§ QUÉ DEBES HACER: Transcribe, por favor, todas las líneas de abajo sin cambiar nada, pero deja la imagen fuera de tu respuesta.

Fragmento de un conjunto de datos

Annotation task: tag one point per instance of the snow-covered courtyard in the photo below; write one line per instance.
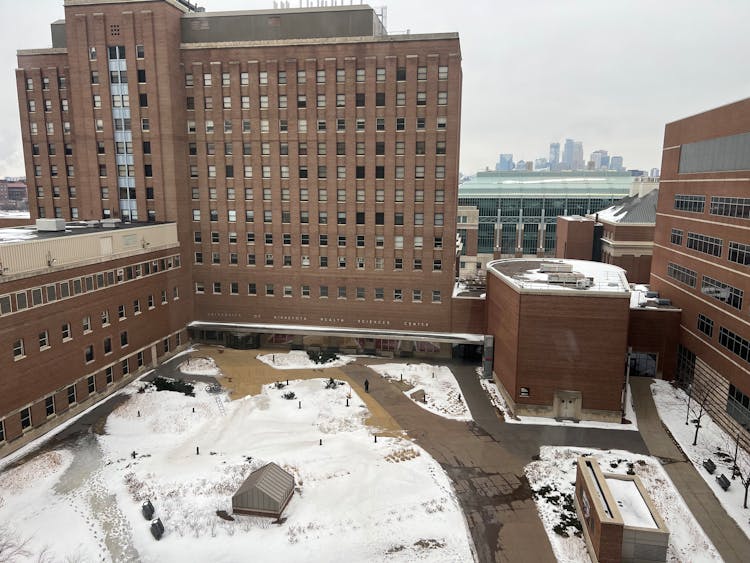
(356, 499)
(713, 443)
(499, 402)
(434, 388)
(299, 359)
(552, 479)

§ SOLUCIÓN ESCRITA:
Annotation task: tag one point per instance of the snow-covered courtyard in the photo below; write one line per instance.
(356, 499)
(713, 443)
(499, 402)
(434, 388)
(299, 359)
(552, 479)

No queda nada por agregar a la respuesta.